Aim of the exercise ▸
Return each line of the material below that contains the string "person", copying the lines as they appear.

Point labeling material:
......

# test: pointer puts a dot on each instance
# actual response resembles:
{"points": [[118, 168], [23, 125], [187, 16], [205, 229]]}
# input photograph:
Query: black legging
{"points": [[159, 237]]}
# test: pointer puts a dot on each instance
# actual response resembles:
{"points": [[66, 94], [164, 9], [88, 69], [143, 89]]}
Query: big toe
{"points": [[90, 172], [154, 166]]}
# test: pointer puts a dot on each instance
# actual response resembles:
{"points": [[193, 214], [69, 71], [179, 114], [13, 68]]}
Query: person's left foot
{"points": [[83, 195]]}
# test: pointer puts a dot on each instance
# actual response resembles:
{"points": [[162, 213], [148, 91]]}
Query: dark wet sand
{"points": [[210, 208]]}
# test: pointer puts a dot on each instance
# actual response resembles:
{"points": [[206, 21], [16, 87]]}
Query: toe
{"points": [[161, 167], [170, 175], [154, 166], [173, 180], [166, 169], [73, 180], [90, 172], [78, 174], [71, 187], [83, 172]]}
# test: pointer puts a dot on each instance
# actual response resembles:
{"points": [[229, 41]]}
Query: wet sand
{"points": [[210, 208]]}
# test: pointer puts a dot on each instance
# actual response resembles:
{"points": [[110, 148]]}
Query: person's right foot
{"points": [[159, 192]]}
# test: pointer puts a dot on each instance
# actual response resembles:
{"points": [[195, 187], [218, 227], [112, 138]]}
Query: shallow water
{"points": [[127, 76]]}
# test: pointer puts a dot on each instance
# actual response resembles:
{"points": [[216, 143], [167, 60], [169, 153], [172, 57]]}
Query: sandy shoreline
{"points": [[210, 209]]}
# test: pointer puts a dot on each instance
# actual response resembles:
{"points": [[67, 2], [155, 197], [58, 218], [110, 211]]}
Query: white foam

......

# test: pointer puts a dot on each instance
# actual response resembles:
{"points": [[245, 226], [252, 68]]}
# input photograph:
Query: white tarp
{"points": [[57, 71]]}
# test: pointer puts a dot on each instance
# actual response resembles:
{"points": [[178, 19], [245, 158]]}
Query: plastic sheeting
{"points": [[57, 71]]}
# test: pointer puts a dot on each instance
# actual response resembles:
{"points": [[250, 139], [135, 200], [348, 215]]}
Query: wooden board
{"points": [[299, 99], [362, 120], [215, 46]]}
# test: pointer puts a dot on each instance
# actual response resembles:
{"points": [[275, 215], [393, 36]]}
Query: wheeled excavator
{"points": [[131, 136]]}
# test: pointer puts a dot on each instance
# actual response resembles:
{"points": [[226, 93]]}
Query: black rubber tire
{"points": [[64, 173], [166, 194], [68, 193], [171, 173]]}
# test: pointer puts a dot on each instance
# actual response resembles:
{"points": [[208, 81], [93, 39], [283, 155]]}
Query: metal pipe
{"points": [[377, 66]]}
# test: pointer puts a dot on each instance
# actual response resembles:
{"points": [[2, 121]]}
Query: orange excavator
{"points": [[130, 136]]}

......

Answer to this problem ▸
Query: person's left foot
Query: person's right foot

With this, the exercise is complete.